START TEXT

Years ago, I remember standing next to a friend of mine at a family holiday party. She was an early childhood educator, and an experienced mom with two teenaged children. We were watching another woman move through the crowd holding hands with her four-year-old son. He was dressed in an adorable little suit, and she was wearing a sparkly cocktail dress. They were the handsomest pair in the room — happy and radiant, and so obviously in sync. The bond between them was almost palpable.
My friend sighed and said: “Aren’t they lovely? They have no idea how many times they’re going to break each other’s hearts.”
I laughed, but I didn’t fully understand what she meant. At the time, my oldest daughter was only two. Now, with thirty more years of parenting experience under my belt, I finally get what she was saying.
There’s a psychotherapist named Orna Gurlnik who’s best known for her television docuseries Couples Therapy. She believes that the fundamental task and challenge of relationships is figuring out how to deal with what she calls “otherness.” She likens it to a political system, in which people have to come together for the common good, but can only do so if they figure out how to tolerate — and ultimately appreciate — each other’s differences.
In the couples that Gurlnik works with on her show, those differences have been present from the start. Sure, with new love there’s a certain blurring of boundaries, and for a time we feel as if we and our partners complete each other. Part of that completion, though, is because of our differences. We look to our romantic partners to fill in some of the holes in our life, and they are able to do that (at least for a while) precisely because they are different from us.
By contrast, consider the bond between a parent and their infant. Otherness is not part of that equation. The boundaries that exist in any other relationship are completely absent, because parent-infant codependency is built right into our DNA to ensure the survival of our species. If managing differences is a challenge for two lovers as they grow older and grow apart, it’s no wonder that a parent and child experience the same struggle on steroids. Not only are the rate of change and magnitude of growth much greater, but the power of the enmeshment is many times stronger. The inevitable separation between a parent and child is the ultimate abandonment. In most people’s lives, it’s the original betrayal.
This is why toddlerhood and adolescence are so hard. Both are developmental gauntlets a child has to run in order to create a new level of separateness. At the same time that they’re driven to push away from their parents, they’re experiencing the loss of a bond that they’ll never be able to fully replace. No wonder they explode with tantrums and wild emotional swings. How else should they respond to such loss, but with grief, fear, and rage?
Often, when our kids go into these developmental free falls, we desperately want to rescue them. We see their pain, and we want to make it go away, but we have no idea what to do. How are we supposed to help them when most of the time we have no idea what they’re so upset about?
This is one of those times when we should take the parenting advice of our friendly neighborhood flight attendant: “In case of emergency, put your own oxygen mask on first.”
The thing we often forget, when our kids are panicking through this separation pain, is that we’re on the same flight they are. That infant-child bond that they felt at the beginning of their lives was an unspoken promise that we believed in, too. Maybe not intellectually, but in our hearts and our guts and our bones. We lived as though that bond would never be broken. We loved as if there was no such thing as betrayal. Even as our children feel abandoned by us, we feel abandoned by them.
What our kids need most when the cabin pressure drops is for us to stay calm and fully present. We can’t be thrashing around gasping for air and unbuckling our lap belts. To help them deal with their own grief and uncertainty, we have to recognize and take care of our own.
Take a deep breath. Tighten your seatbelt. Put your own mask on first.

END TEXT
START INFORMATION SHOWN

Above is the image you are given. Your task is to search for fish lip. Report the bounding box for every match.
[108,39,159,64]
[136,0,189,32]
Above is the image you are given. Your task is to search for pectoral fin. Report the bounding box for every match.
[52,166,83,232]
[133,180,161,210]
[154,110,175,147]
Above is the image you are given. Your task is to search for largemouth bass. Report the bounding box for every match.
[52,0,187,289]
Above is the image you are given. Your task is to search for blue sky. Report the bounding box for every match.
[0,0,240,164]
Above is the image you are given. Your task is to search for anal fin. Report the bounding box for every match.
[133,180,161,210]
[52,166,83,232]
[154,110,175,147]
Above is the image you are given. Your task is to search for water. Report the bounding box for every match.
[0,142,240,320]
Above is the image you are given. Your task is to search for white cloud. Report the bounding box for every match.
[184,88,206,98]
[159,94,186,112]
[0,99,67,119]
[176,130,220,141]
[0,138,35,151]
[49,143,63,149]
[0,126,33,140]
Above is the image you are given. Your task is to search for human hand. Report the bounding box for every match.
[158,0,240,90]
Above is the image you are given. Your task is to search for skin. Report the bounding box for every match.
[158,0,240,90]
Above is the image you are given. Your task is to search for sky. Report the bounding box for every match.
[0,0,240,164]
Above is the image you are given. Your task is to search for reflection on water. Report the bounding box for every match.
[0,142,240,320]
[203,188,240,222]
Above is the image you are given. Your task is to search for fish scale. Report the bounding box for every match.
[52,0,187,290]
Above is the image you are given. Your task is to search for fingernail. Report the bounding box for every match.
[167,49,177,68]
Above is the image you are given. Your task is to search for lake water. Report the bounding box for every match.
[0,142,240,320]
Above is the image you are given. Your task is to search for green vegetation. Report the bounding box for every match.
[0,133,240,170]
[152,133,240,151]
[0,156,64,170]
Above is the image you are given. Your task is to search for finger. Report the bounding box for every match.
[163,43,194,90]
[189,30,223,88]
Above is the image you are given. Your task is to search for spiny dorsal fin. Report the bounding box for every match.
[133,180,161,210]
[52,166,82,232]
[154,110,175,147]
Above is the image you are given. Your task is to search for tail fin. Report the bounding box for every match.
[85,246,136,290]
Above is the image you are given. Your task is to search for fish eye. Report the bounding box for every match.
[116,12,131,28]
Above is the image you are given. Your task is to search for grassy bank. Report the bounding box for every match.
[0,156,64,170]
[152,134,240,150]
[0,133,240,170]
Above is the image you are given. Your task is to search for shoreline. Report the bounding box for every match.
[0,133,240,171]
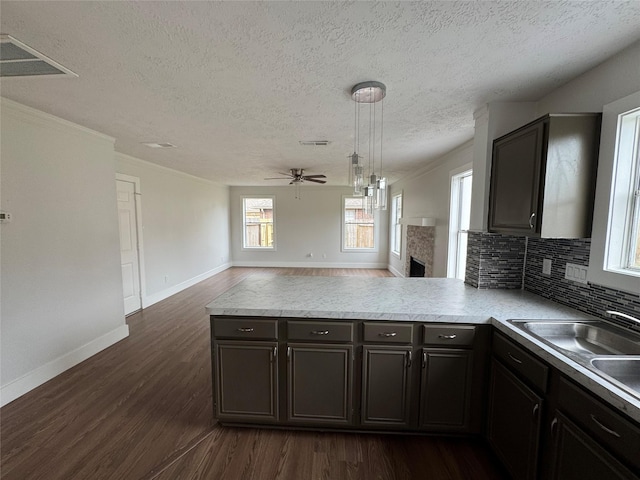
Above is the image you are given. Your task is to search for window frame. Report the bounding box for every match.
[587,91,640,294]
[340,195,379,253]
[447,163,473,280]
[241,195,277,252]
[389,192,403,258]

END INFORMATION SHOWN
START INFORMATION SHOWN

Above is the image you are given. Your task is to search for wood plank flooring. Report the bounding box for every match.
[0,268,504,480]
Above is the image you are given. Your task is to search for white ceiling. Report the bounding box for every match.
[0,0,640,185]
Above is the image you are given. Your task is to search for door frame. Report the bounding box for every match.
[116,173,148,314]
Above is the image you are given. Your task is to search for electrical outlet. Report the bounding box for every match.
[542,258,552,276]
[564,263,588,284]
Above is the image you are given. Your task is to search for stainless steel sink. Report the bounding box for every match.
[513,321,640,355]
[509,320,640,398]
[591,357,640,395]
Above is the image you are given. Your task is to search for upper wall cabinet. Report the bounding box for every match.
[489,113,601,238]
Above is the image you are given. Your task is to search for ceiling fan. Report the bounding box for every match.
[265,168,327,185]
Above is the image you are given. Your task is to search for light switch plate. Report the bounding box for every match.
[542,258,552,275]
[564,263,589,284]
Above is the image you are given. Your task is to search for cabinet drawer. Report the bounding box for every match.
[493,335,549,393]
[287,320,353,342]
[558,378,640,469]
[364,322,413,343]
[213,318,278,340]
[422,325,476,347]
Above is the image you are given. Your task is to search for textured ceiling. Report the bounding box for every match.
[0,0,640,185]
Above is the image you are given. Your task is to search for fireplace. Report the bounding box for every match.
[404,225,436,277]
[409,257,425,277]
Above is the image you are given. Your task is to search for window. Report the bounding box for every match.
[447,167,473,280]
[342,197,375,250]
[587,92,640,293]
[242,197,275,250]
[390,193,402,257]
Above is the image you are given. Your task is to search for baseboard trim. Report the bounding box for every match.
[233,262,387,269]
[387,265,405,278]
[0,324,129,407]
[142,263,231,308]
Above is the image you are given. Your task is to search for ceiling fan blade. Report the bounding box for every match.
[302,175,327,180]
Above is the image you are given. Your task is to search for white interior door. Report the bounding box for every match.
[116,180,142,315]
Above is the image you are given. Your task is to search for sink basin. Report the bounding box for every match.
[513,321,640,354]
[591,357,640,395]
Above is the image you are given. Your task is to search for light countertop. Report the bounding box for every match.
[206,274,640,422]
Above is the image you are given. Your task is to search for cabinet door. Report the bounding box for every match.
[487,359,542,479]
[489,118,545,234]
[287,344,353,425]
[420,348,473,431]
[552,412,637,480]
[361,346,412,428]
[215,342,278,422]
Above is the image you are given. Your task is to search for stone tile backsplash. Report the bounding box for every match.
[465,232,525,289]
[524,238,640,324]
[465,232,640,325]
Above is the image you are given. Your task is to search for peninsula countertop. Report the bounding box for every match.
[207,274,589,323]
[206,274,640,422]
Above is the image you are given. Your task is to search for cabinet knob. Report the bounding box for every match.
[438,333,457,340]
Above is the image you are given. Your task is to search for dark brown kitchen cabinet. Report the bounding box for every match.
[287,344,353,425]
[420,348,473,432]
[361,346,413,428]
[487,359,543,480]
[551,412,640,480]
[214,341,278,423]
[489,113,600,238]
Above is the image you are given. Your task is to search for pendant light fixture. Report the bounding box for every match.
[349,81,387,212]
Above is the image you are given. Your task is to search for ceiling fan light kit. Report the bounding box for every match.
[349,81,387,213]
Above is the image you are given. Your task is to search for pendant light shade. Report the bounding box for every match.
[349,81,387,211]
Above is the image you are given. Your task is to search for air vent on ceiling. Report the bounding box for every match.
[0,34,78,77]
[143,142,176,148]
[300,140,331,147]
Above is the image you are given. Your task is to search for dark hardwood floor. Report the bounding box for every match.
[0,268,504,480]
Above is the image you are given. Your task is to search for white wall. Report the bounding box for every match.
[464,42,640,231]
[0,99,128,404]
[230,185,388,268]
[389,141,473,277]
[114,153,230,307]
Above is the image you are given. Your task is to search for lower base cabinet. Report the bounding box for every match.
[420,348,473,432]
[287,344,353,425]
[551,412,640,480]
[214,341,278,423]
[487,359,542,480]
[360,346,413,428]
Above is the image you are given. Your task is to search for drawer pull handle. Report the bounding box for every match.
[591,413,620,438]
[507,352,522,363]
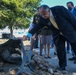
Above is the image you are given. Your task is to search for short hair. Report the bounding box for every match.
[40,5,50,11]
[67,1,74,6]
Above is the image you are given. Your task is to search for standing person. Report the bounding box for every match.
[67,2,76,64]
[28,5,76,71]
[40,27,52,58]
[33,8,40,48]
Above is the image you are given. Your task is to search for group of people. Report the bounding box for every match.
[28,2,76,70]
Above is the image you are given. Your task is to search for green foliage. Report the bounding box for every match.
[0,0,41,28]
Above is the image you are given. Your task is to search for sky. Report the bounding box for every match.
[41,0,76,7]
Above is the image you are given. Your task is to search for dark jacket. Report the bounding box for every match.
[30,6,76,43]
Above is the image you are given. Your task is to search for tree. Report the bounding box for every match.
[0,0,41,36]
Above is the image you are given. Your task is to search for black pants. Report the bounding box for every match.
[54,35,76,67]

END INFORMATION SHOWN
START INFORMATION SHOWN

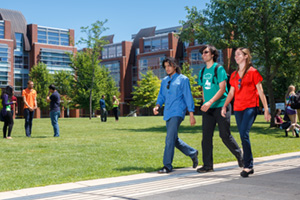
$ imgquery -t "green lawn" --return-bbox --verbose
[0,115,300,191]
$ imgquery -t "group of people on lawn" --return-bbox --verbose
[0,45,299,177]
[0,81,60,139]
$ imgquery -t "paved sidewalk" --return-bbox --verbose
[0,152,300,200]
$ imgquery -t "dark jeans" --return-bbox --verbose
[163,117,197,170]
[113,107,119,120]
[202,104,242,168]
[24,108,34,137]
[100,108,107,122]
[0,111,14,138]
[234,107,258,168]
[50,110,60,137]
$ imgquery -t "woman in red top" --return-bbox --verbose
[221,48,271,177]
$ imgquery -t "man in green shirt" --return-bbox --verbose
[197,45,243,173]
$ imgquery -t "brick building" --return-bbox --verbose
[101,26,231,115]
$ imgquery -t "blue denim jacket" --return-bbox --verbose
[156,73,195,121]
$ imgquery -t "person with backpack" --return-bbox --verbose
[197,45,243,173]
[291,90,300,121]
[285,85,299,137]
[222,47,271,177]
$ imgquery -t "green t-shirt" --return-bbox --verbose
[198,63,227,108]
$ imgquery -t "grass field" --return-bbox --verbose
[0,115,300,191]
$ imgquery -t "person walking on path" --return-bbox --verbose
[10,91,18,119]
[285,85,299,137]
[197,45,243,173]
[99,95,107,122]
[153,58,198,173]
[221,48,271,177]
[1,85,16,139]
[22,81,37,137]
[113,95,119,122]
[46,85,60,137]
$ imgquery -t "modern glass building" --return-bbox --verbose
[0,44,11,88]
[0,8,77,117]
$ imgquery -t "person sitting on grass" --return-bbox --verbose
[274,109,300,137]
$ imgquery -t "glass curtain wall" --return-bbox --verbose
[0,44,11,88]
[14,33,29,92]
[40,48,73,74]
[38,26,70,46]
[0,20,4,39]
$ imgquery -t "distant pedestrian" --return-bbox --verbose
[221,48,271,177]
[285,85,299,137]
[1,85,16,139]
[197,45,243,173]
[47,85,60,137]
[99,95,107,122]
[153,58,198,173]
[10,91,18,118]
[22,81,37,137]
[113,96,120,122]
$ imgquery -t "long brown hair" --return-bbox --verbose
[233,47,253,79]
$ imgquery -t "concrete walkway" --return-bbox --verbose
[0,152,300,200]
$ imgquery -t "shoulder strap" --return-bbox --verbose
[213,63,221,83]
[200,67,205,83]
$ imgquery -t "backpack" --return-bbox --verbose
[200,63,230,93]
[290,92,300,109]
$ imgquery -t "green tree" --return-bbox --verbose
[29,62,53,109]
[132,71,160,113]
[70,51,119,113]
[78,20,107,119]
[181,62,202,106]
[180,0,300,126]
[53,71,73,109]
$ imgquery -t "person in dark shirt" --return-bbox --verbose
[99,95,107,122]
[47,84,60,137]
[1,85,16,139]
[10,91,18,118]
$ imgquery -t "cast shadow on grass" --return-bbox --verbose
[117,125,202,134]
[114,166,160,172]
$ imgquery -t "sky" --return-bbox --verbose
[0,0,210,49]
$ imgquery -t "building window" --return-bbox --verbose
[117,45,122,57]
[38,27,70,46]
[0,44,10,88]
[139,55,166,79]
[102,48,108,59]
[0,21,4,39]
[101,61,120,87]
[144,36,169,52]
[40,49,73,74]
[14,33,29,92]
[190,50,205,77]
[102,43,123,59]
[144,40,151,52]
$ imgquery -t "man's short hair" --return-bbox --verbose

END INFORMATION SHOWN

PROBLEM DESCRIPTION: Transcribe the parenting essay above from "My friend sighed" up to and including "she was saying.".

YOUR RESPONSE:
My friend sighed and said: “Aren’t they lovely? They have no idea how many times they’re going to break each other’s hearts.”
I laughed, but I didn’t fully understand what she meant. At the time, my oldest daughter was only two. Now, with thirty more years of parenting experience under my belt, I finally get what she was saying.